Exercise requirements:
Keep the pictures out of the copy and repeat the records exactly.

Dataset excerpts:
+ + +

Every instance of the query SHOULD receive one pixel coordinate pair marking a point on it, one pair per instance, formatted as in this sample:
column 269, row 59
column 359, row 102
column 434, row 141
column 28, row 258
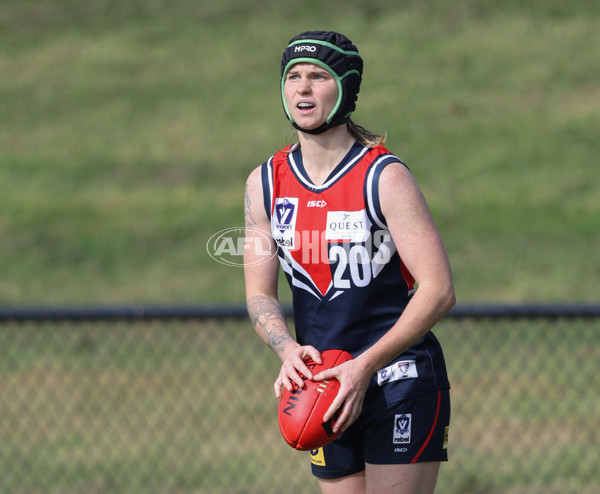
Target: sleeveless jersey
column 349, row 285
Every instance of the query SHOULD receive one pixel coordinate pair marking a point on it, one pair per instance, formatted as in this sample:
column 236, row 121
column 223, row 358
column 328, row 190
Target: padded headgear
column 335, row 53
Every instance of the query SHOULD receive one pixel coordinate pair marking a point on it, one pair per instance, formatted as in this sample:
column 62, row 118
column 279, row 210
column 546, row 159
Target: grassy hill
column 127, row 130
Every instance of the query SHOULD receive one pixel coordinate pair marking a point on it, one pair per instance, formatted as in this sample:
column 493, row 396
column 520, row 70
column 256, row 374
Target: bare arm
column 261, row 275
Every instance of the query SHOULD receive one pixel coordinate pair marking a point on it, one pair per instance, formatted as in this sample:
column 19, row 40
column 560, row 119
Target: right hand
column 293, row 365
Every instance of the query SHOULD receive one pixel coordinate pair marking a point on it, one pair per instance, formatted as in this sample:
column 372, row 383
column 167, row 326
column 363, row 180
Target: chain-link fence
column 187, row 407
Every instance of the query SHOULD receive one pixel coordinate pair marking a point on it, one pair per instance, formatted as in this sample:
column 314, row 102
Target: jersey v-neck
column 344, row 166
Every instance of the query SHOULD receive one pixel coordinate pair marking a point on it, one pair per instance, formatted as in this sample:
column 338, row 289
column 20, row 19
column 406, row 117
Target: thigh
column 350, row 484
column 411, row 478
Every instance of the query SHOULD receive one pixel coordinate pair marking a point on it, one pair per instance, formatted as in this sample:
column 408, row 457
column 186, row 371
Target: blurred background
column 127, row 131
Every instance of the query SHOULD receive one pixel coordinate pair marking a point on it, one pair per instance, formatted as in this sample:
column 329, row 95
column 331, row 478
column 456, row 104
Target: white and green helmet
column 335, row 53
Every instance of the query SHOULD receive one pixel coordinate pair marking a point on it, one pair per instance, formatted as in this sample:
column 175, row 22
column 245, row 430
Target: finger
column 325, row 374
column 291, row 376
column 314, row 354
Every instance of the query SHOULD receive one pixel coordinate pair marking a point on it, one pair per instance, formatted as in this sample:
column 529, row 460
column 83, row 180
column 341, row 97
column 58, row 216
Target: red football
column 301, row 410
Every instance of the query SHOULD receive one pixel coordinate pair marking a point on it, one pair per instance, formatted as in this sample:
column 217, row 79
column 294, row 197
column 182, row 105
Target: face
column 311, row 94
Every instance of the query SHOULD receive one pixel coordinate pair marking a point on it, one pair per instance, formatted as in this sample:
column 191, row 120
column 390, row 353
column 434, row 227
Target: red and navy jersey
column 348, row 283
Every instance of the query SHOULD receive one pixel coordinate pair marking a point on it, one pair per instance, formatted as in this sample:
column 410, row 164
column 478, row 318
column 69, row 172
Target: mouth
column 305, row 106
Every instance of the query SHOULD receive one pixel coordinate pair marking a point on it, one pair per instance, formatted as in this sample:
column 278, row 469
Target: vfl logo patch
column 317, row 457
column 402, row 428
column 283, row 221
column 406, row 369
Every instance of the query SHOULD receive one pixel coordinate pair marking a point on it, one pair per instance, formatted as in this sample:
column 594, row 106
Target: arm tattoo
column 268, row 319
column 250, row 221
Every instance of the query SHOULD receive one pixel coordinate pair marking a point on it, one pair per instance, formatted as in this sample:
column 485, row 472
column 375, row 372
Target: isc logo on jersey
column 283, row 221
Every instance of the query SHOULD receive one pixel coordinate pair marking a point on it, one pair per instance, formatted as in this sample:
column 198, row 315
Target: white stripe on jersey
column 327, row 184
column 290, row 266
column 371, row 187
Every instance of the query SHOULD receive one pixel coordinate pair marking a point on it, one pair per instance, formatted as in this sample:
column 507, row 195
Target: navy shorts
column 410, row 431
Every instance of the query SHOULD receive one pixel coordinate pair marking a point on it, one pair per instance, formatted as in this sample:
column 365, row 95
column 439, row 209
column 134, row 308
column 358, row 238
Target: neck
column 322, row 152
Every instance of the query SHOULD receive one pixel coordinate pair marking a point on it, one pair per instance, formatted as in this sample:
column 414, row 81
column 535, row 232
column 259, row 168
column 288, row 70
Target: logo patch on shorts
column 406, row 369
column 317, row 457
column 402, row 428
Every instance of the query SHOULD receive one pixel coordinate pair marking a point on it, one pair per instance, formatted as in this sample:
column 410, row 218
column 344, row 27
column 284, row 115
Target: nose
column 304, row 85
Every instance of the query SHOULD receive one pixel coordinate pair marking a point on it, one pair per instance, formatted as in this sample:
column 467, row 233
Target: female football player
column 368, row 272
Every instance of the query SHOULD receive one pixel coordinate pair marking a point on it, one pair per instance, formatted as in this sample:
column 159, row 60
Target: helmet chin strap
column 322, row 128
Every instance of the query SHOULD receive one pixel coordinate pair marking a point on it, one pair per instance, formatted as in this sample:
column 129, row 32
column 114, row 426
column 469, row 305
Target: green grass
column 127, row 130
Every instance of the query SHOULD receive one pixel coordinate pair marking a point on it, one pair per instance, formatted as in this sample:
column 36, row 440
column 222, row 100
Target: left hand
column 354, row 381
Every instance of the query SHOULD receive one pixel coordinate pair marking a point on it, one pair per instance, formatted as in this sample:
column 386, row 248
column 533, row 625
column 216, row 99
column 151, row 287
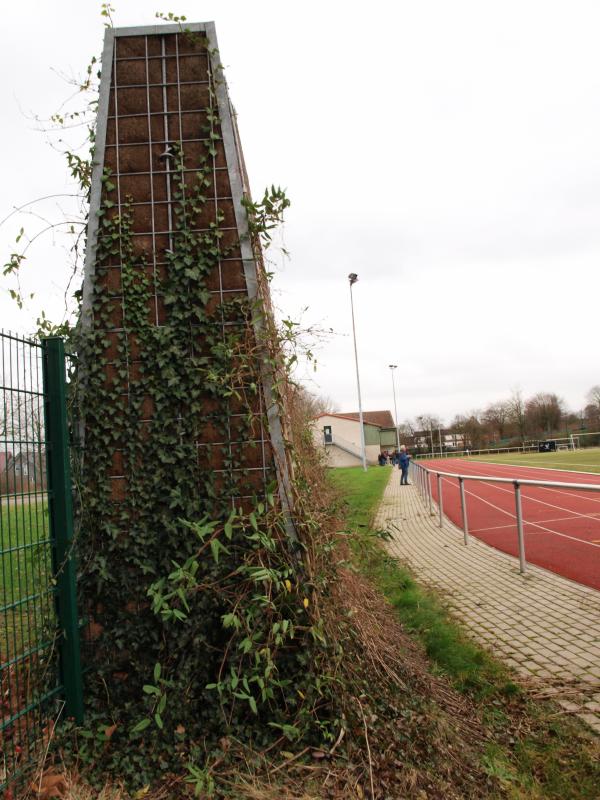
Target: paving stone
column 540, row 623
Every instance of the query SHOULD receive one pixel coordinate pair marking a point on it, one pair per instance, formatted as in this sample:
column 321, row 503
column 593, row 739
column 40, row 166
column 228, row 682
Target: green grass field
column 575, row 460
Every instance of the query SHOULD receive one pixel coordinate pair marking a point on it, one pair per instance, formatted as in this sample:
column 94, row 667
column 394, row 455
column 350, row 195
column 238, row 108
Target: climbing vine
column 203, row 610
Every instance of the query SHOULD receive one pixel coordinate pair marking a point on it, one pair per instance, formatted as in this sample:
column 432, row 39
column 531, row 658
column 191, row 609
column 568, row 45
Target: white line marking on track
column 544, row 521
column 513, row 516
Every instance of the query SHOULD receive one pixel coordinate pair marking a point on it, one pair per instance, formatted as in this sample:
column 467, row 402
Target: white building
column 339, row 435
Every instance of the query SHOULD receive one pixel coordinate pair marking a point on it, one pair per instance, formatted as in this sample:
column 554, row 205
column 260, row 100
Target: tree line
column 510, row 422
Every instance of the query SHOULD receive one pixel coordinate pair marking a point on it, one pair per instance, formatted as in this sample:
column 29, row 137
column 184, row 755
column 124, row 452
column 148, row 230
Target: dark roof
column 382, row 419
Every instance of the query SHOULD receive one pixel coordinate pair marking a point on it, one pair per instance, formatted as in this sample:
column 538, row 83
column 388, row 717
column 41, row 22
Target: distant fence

+ + +

Full answer:
Every instance of the query SHOULD receive one pixel coordinate pair marking a point on it, one pair per instance, formatted as in this sample:
column 269, row 59
column 359, row 102
column 434, row 141
column 28, row 258
Target: sleeveless jersey
column 349, row 285
Every instance of the query SHOULD receive one pixel coordinate pair marking a point on it, one pair per instance, formatted as in this sample:
column 236, row 121
column 223, row 358
column 328, row 190
Target: padded headgear
column 335, row 53
Every instance of the query SHOULD receive one pixel coordinate pair marking a point on it, one pair per instance, formatted as in this sample:
column 62, row 118
column 279, row 210
column 546, row 159
Target: grassy hill
column 127, row 130
Every instance of the query SHOULD receive one pixel coordinate pair marking a point on it, one pair per instance, formatted as in this sample:
column 493, row 396
column 520, row 70
column 256, row 374
Target: bare arm
column 261, row 275
Every instance of the query SHOULD receive one pixel coordinate pair marking a point on it, one pair per instance, formatted as in this sample:
column 19, row 40
column 560, row 119
Target: right hand
column 293, row 365
Every instance of the query SHOULD receive one pixel coordinate pair marking a point on it, one pair per instance, formatted as in this sample:
column 372, row 383
column 167, row 326
column 363, row 180
Target: chain-link fence
column 187, row 407
Every instance of the query SHOULD receive one pixel coordinate pair marking a point on it, one pair per instance, formatted as in this sample:
column 314, row 102
Target: jersey v-neck
column 344, row 166
Every instance of the query SHOULD receive one pixel coordinate pair marking a point on it, one pair per instance, formatted as in this sample:
column 338, row 289
column 20, row 19
column 406, row 117
Target: thigh
column 350, row 484
column 411, row 478
Every instance of the query SHOULD receive one pixel coordinate pair marking a point on it, one pair per instance, formatted as in this sample:
column 408, row 457
column 186, row 371
Target: blurred background
column 127, row 131
Every instance of the query SHOULD receive one pixel coordinate pair marking a point on it, one pair per instance, formatted as in this sample:
column 329, row 95
column 331, row 478
column 456, row 104
Target: white and green helmet
column 335, row 53
Every instance of the query SHOULD receive one pixel coordinate pair marking a point on it, one pair per instance, formatted as in this sample:
column 175, row 22
column 245, row 430
Target: finger
column 325, row 374
column 291, row 376
column 314, row 354
Every instance of the query SHOULD receive one pixel coordinate pair marking a point on it, one pair per instance, formatted as in this sample:
column 529, row 460
column 83, row 180
column 341, row 97
column 58, row 216
Target: red football
column 301, row 410
Every instance of the query SHOULD receive one pixel coordinate pair marking a point on it, one pair per instance, formatted as in this sample:
column 217, row 79
column 294, row 197
column 182, row 105
Target: face
column 311, row 94
Every instance of the query SHOULD receive one pixel coordinate pair marking a point on it, one pair per instance, formatted as in this sample:
column 191, row 120
column 390, row 353
column 434, row 227
Target: red and navy jersey
column 348, row 283
Every instance of the query SHOULD receive one pixel coordinate pair marking a point on it, one pair per instance, formatted as in this sample:
column 410, row 164
column 478, row 318
column 69, row 172
Target: mouth
column 305, row 106
Every instance of the query SHOULD receive one pixel coordinate pair marking a point on it, one pair per instance, formatted as in this sample:
column 278, row 469
Target: vfl logo patch
column 317, row 457
column 402, row 428
column 283, row 221
column 406, row 369
Every instance of the query SHOULD receive one pixel coordinate pair marking a point on it, one pair per instance, formatted as in this sample:
column 594, row 106
Target: arm tattoo
column 268, row 319
column 250, row 221
Every instance of the query SHOULD receive one pixel coordinate pair marking a point on it, one pair per instance, formatted as in this sample:
column 485, row 472
column 375, row 372
Target: isc logo on jersey
column 283, row 221
Every instance of the query SHOULD receive one pixel coordinate pair marking a point on it, one pair per instance, formatted as in this sample:
column 198, row 315
Target: white stripe on jersey
column 327, row 184
column 290, row 266
column 371, row 187
Every instance of the query SHOULD receive one pixel coordinate pair marking a point on it, one pair per instance, formatted as in this sample:
column 507, row 195
Target: navy shorts
column 410, row 431
Every instance of the query SHOULD receive one pixel coordinate pair marking a point on it, one pair per instance, formatted as in this sample:
column 365, row 95
column 439, row 209
column 134, row 308
column 358, row 238
Target: neck
column 322, row 152
Every instance of the query SHOULD receive one pixel coordinate pair marking a point on it, one pair per instance, formatted as in this sample:
column 414, row 81
column 535, row 232
column 259, row 168
column 288, row 70
Target: logo patch on shorts
column 406, row 369
column 317, row 457
column 402, row 428
Every instance of the query SHOULD receive one pixel coordinate pair marking a point on it, one pair per instance, formatted as in this sample:
column 410, row 218
column 344, row 27
column 284, row 115
Target: nose
column 304, row 85
Every instance of the query SHOULD receive one pixel coordinate pair marking a point on it, one pair per instance, formatted as in this sample:
column 467, row 233
Target: female football player
column 368, row 272
Every instance of the query SHOULD receive one pixel coordinate pair marking a point on it, one pair per instance, formatted as in this sample:
column 159, row 60
Target: helmet chin strap
column 322, row 128
Every instance of the query SHOULD receive one pixel coordinate pair marking a point on it, one pair per instance, formatted as in this sample:
column 129, row 32
column 114, row 426
column 469, row 305
Target: green grass
column 127, row 130
Every instance of the query SHOULD receive one pixel coordinate pair marking a point on it, one pair per instance, formatted as in this sample:
column 36, row 440
column 222, row 100
Target: left hand
column 354, row 381
Every instance of the query SHOULD receive one pixel coordinate pair marking a point on it, one pair per instance, formatted as in this sample:
column 386, row 248
column 533, row 625
column 216, row 99
column 151, row 287
Target: paving stone
column 540, row 623
Every instance of the query SHOULD receive one pixel coordinate pair marking a point on it, one pair per instance, formatted as in this sample:
column 321, row 503
column 593, row 739
column 40, row 166
column 228, row 682
Target: green grass field
column 575, row 460
Every instance of the query SHOULD receive one pixel coordinate pair marking a point on it, one pair per instance, formatted as in this sample:
column 94, row 667
column 394, row 455
column 350, row 195
column 238, row 108
Target: climbing vine
column 203, row 610
Every instance of the query SHOULD receive one pixel coordinate pair marking a point on it, one pair per instance, formatted as in this sample:
column 432, row 39
column 531, row 658
column 191, row 609
column 568, row 45
Target: white line marking on track
column 544, row 521
column 513, row 516
Every instance of the query SHOULD receive one pixel coordinate pair marking a point on it, one pair per instance, formatted as in this sample:
column 467, row 402
Target: white building
column 339, row 435
Every instance of the query SHOULD receive one pixel coordinate pair marking a point on it, one pair per instance, formatted as in this sample:
column 554, row 205
column 260, row 100
Target: tree line
column 510, row 422
Every instance of the query SHOULD receive one pixel coordinate pair marking a point on it, one pair per instance, formatted as in this sample:
column 29, row 137
column 184, row 755
column 124, row 452
column 148, row 230
Target: dark roof
column 382, row 419
Every instance of the query SHOULD receive one pixel coordinate pair marking a point on it, one pair per instance, formatted as in this sample:
column 538, row 83
column 388, row 717
column 41, row 22
Target: distant fence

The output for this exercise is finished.